TASK REQUIREMENTS →
Write the material out again in full, exactly.

INPUT MATERIAL →
= = = = =

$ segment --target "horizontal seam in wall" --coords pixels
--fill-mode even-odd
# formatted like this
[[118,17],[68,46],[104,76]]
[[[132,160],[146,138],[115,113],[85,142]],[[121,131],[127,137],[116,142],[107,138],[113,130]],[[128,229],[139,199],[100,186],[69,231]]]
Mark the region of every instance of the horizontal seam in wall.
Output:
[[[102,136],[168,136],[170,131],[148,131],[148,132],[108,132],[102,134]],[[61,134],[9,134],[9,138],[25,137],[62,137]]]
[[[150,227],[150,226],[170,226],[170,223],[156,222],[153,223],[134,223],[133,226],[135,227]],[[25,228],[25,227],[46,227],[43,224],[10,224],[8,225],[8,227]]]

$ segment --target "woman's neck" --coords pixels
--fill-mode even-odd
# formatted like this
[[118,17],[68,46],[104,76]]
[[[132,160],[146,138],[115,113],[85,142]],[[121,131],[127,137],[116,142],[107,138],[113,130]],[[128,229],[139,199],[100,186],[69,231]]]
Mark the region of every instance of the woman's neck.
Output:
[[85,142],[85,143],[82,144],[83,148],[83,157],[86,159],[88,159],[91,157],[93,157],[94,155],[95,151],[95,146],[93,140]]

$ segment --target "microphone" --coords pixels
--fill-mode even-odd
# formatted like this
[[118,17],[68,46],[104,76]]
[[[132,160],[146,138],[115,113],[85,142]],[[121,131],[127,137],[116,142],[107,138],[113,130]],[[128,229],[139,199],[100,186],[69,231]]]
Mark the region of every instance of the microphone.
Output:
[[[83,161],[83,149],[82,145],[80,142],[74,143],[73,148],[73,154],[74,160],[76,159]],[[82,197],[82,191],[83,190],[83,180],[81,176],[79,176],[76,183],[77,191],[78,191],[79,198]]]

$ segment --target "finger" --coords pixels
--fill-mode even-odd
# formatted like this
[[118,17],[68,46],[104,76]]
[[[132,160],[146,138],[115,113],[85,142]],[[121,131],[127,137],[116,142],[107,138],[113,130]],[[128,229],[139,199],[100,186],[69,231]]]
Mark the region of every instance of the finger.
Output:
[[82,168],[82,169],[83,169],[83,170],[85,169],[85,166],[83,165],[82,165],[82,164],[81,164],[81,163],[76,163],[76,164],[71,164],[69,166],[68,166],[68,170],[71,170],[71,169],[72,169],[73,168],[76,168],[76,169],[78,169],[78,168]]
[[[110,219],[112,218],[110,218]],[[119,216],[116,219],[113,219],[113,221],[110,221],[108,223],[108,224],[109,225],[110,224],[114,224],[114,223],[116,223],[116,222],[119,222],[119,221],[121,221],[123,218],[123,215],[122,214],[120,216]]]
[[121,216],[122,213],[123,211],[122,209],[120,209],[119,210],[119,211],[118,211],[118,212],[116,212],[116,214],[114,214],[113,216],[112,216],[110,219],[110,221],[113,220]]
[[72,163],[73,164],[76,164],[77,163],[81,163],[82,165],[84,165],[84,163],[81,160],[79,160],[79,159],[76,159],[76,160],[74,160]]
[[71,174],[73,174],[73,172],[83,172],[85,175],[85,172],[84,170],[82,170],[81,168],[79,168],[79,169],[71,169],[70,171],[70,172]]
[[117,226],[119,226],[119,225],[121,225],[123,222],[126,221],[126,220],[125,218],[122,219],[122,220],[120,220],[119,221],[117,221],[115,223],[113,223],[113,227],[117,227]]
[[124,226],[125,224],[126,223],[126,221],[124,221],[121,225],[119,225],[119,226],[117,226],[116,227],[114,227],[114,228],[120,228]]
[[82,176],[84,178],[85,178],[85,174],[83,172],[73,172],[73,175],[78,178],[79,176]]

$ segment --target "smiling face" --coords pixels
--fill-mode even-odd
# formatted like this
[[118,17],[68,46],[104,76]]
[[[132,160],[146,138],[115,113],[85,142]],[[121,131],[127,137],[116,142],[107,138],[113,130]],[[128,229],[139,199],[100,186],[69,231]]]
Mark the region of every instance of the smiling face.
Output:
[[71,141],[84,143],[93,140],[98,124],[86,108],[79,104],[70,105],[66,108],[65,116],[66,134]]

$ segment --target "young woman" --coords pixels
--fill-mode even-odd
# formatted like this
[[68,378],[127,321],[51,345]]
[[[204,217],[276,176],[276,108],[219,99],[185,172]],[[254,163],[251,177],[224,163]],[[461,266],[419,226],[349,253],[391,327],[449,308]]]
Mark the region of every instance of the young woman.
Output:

= = = = =

EXERCISE OUTPUT →
$ segment --target "horizontal seam in wall" --coords pixels
--fill-mode even-odd
# formatted like this
[[118,17],[68,46],[104,76]]
[[[132,160],[146,138],[115,113],[85,142]],[[121,131],[127,137],[116,142],[107,138],[113,130]],[[128,229],[139,199],[100,186],[69,231]]]
Mark the region of every instance of the horizontal seam in wall.
Output:
[[[102,136],[168,136],[170,131],[148,131],[148,132],[108,132],[102,134]],[[61,134],[9,134],[9,138],[25,137],[62,137]]]
[[[150,227],[150,226],[170,226],[170,223],[156,222],[153,223],[134,223],[133,226],[135,227]],[[25,228],[25,227],[46,227],[43,224],[10,224],[8,225],[8,227]]]

$ segment --target "woman's neck" --coords pixels
--fill-mode even-odd
# formatted like this
[[118,17],[68,46],[104,76]]
[[[132,160],[146,138],[115,113],[85,142]],[[121,131],[127,137],[116,142],[107,138],[113,130]],[[128,229],[139,199],[100,186],[69,231]]]
Mark the region of every instance of the woman's neck.
Output:
[[85,142],[85,143],[82,144],[83,148],[83,157],[86,159],[88,159],[91,157],[93,157],[94,155],[95,151],[95,146],[93,140]]

$ segment --target "microphone" --coords pixels
--fill-mode even-odd
# formatted like this
[[118,17],[68,46],[104,76]]
[[[132,160],[146,138],[115,113],[85,142]],[[121,131],[127,137],[116,142],[107,138],[113,130]],[[128,229],[139,199],[100,186],[69,231]]]
Mark the region of every instance of the microphone.
Output:
[[[83,161],[83,149],[82,145],[80,142],[74,143],[73,148],[73,154],[74,160],[76,159]],[[82,197],[82,191],[83,190],[83,180],[81,176],[79,176],[76,183],[77,191],[78,191],[79,198]]]

$ segment --target "finger" --coords pixels
--fill-mode even-odd
# formatted like this
[[118,17],[68,46],[104,76]]
[[[132,160],[146,138],[115,113],[85,142]],[[121,131],[127,137],[116,142],[107,138],[113,130]],[[128,229],[139,199],[100,186],[69,231]]]
Mark the region of every instance of the finger.
Output:
[[82,168],[82,169],[83,169],[83,170],[85,169],[85,166],[83,165],[82,165],[82,164],[81,164],[81,163],[76,163],[76,164],[71,164],[69,166],[68,166],[68,170],[71,170],[71,169],[72,169],[73,168],[76,168],[76,169],[78,169],[78,168]]
[[[110,219],[112,218],[110,218]],[[119,216],[116,219],[113,219],[113,221],[110,221],[108,223],[108,224],[109,225],[110,224],[114,224],[114,223],[116,223],[116,222],[119,222],[119,221],[121,221],[123,218],[123,215],[122,214],[120,216]]]
[[121,216],[122,213],[123,211],[122,209],[120,209],[119,210],[119,211],[118,211],[118,212],[116,212],[116,214],[114,214],[113,216],[112,216],[110,219],[110,221],[113,220]]
[[72,163],[73,164],[76,164],[77,163],[81,163],[82,165],[84,165],[84,163],[81,160],[79,160],[79,159],[76,159],[76,160],[74,160]]
[[71,174],[73,174],[73,172],[83,172],[85,175],[85,172],[84,170],[82,170],[81,168],[79,168],[79,169],[71,169],[70,171],[70,172]]
[[117,226],[119,226],[119,225],[121,225],[123,222],[126,221],[126,220],[125,218],[122,219],[122,220],[120,220],[119,221],[117,221],[115,223],[113,223],[113,227],[117,227]]
[[124,226],[125,224],[126,223],[126,221],[124,221],[121,225],[119,225],[119,226],[117,226],[116,227],[114,227],[114,228],[120,228]]
[[82,176],[84,178],[85,178],[85,174],[83,172],[73,172],[73,175],[78,178],[79,176]]

$ segment --target "smiling face" --coords pixels
--fill-mode even-odd
# formatted like this
[[118,17],[68,46],[104,76]]
[[[132,160],[146,138],[115,113],[85,142]],[[121,131],[127,137],[116,142],[107,138],[113,130]],[[128,229],[139,199],[100,186],[69,231]]]
Mark the region of every instance of the smiling face.
Output:
[[71,141],[84,143],[93,140],[98,124],[86,108],[79,104],[70,105],[66,108],[65,116],[66,134]]

$ segment --target "young woman" --coords pixels
--fill-mode even-odd
# formatted like this
[[68,378],[127,321],[51,345]]
[[[204,217],[276,176],[276,108],[219,99],[185,172]],[[254,163],[251,177],[224,163]],[[461,266],[419,226],[349,253],[391,327],[449,308]]]
Mark the region of every instance of the young woman.
Output:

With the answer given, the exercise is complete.